Selected extract:
Gianmarco Soresi shares his story with the Story Collider audience at Caveat in New York City in January 2019. Photo by Zhen Qin.

Gianmarco Soresi shares his story with the Story Collider audience at Caveat in New York City in January 2019. Photo by Zhen Qin.

Humans can get toxoplasmosis.  It’s inconclusive if it changes our brain chemistry but, if it gets into a growing baby, it can be utterly lethal.  Again, this isn’t the cat’s fault, I guess. It’s not like Laura and I were in a place that we were going to have a baby anytime soon.  I’m just saying, between the rats and the mice and the Toxoplasma gondii, you are the company that you keep.

And cats are very arrogant.  I used to try to talk to them and call their name and Laura would defend them.  She said maybe their feline brains can’t understand our vocal patterns. But, no.  There was a study. I did a lot or research on this.

There was a study called vocal recognition of owners by domestic cats that showed cats do recognize their owner’s voice.  They can tell because their ears twitch and their heads move. But that’s it. Other than that they do nothing but just like, “Oh, it’s you.”  

And we get fooled.  We get fooled because the cat, whenever we get home, the cats will rub against our legs.  And we’re like, “Oh, that’s love.” That’s not love. They are just rubbing their endorphins and pheromones all over you because they're claiming you as property.  It’s like if I went up to you and rubbed my armpits on your face. That’s not love, that’s gross.

All this is real.  When the show is done just Google ‘Why cats are evil’ and all of this will come up.

Data excerpts:
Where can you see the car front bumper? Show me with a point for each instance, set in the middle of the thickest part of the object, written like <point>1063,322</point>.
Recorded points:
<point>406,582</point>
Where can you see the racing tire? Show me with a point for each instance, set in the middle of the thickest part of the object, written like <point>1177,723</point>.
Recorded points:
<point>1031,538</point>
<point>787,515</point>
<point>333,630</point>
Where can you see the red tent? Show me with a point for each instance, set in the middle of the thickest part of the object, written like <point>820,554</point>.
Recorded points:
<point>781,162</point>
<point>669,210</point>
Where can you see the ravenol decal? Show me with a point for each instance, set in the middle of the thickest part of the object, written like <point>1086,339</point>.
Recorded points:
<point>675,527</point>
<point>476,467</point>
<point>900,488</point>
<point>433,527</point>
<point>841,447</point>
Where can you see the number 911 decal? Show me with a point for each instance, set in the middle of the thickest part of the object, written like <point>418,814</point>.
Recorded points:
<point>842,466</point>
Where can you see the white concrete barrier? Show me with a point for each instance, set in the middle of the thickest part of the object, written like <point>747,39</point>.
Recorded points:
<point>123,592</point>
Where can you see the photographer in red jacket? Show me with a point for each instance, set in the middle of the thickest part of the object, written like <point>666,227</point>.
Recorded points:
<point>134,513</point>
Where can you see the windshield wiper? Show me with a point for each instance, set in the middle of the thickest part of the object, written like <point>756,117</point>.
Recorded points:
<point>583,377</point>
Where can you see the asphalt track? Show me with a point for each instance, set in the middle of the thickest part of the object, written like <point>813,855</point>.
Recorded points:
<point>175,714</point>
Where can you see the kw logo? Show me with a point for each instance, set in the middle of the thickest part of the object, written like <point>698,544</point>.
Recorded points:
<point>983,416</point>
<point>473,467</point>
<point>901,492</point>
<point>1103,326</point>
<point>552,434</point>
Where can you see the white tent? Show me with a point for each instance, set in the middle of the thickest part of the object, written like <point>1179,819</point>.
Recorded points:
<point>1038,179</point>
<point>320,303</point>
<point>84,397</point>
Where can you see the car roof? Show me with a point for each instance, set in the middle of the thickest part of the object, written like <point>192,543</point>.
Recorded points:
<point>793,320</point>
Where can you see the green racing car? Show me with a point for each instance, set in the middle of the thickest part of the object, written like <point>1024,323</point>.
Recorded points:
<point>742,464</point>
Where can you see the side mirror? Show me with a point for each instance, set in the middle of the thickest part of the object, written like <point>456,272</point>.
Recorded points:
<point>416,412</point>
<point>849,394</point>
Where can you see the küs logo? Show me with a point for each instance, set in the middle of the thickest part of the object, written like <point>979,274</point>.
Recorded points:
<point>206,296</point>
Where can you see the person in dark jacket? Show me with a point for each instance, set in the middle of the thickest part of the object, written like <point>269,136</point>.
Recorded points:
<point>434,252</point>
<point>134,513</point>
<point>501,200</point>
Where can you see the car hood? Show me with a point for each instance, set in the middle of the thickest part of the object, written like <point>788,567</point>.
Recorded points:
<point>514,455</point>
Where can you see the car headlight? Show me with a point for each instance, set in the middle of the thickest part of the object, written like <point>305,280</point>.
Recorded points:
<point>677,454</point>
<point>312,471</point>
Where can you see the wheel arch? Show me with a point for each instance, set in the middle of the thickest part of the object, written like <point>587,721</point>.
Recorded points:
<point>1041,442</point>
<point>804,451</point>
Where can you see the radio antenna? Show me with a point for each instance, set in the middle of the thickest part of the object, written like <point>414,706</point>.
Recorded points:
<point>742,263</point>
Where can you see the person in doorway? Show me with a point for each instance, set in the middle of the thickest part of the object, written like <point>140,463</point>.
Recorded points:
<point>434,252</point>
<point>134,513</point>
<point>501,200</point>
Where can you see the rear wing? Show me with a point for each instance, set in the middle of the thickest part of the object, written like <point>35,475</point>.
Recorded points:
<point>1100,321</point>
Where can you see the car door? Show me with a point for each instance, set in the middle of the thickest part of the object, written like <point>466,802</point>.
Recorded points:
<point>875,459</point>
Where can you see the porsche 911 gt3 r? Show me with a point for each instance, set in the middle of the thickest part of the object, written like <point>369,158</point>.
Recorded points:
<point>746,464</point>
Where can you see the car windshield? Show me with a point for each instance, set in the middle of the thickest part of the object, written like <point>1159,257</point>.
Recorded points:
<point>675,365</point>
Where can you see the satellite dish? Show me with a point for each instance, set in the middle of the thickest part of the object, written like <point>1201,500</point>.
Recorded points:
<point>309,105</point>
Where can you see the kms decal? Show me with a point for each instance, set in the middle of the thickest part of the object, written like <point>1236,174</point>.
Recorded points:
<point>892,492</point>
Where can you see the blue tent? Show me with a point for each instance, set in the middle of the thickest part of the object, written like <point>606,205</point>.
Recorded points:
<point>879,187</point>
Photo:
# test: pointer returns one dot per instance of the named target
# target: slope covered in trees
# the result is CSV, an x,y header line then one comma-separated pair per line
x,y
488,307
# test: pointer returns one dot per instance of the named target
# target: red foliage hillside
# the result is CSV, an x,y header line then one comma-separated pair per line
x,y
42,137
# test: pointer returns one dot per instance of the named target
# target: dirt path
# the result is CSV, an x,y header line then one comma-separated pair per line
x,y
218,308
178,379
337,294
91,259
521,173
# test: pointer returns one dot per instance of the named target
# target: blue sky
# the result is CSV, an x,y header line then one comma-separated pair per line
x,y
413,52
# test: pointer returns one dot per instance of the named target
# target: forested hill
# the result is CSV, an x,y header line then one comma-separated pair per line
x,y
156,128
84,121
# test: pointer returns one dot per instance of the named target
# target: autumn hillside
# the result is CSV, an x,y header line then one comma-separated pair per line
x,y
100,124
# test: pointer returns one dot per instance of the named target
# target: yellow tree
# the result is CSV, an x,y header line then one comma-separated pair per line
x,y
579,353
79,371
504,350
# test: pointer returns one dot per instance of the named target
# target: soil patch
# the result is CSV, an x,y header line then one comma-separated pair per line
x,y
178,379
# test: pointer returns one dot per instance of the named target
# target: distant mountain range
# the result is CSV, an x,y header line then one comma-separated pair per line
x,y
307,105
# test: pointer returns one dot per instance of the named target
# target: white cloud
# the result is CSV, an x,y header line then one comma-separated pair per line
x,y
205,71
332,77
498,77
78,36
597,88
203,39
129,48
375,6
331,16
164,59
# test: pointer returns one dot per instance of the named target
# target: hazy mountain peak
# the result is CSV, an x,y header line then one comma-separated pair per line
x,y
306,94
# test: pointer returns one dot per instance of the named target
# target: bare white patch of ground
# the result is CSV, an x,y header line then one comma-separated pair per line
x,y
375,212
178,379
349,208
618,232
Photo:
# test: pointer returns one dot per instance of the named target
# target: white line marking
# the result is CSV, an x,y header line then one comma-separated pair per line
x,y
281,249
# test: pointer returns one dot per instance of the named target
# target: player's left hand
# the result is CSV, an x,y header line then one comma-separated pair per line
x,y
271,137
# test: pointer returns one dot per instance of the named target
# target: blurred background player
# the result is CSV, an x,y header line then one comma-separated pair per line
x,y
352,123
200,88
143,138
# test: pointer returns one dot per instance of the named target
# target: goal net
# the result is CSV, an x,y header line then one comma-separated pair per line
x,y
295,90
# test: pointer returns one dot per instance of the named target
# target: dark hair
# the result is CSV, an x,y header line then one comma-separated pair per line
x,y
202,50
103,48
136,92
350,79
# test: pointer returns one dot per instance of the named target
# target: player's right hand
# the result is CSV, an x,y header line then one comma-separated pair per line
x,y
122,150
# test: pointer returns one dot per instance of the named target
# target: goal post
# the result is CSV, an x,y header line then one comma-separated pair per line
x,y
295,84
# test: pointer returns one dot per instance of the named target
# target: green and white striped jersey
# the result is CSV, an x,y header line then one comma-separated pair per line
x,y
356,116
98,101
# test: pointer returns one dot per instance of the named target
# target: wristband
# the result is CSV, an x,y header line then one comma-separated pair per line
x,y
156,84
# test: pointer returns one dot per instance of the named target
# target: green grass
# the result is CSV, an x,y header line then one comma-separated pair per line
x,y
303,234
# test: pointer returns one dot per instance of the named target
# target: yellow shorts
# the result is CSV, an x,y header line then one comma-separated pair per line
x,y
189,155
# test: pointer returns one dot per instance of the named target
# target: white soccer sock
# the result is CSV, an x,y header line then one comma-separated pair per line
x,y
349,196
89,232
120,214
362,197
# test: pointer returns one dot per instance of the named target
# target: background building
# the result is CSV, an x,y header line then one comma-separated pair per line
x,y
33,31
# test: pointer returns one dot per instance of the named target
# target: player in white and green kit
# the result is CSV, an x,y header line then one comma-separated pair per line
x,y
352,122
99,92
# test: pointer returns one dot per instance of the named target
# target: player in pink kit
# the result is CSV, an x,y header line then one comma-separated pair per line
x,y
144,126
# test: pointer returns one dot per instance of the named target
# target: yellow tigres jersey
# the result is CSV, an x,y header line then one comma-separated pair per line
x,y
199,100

Brief 1:
List every line of the records that contains the word "tent".
Brief 2:
Carry on the story about cats from where it stops.
The records are unrelated to the text.

Final answer 1:
Where can you see the red tent? Show me with a point for each instance, set in the middle of the thickest part of the object, written like <point>820,554</point>.
Where can you see the white tent? Show me with a point for each instance, set in the middle of the thickest part of the object, written like <point>1179,819</point>.
Where can you see the blue tent? Show me with a point for each instance, set in the middle of the thickest part of the object, written like <point>606,205</point>.

Final answer 2:
The only thing that got me through this time was there was one cat of the five named Baby.  Laura named him Baby because Baby was the runt of the litter. Baby, actually, still had not left the box because he was so small.  He was so small I could pick him up with two fingers. And I would just lie down and I would… I realize this is like the state I could enjoy cats in.  It’s like when they're borderline comatose, really, or catatonic, if you will.

I would lie down and I would put Baby on my chest and I would just try to synchronize my breath with his for hours.  But Baby, as babies do, got bigger and bigger. And one day I went to pick him up, with three fingers this time, and I put him on my chest.  When I went to take him off, Baby scratched me, on my face, and there was blood.

That’s when I said to Laura, I said, “Look, this was not the plan at all.  I can barely take care of myself, let alone five cats. We don’t have the money.  We’re both artists. the cat litter and the food and the veterinarian bills are going to be coming up surely.  And this is not what we’re doing. This is not the phase of life that we’re in. I love you but, baby, it’s either me or the cats.”  

And I really miss Laura.  She ended up finding a home for three of those cats.  She kept two, Baby and another one named Posy. She moved to LA.  She met a nurse, met a guy and they got married and they live together now.  It’s them, the two cats and two beautiful children.

Me, on the other hand, I’m single, I have no cats, I have no children.  I have two roommates that no one will adopt.

I've been working on this story, actually, and a good friend of mine named Alice who I run my stories by sometimes.  She actually had a cat that somehow got pregnant and had five kittens. She knows how much I miss Laura and how I can be lonely sometimes, and she came.  She knocked on my door. She surprised me. She came to my door.

And in her hand she was holding the runt of the litter then said, “Hey, how will you feel about adopting just one cat?”  

I looked at that cat and I was like, “No!  I hate cats. Have you been listening to anything I’m saying?  What are you talking about? No way.”

But I do know now that I would live with a million cats if it meant Laura coming back.  Thank you.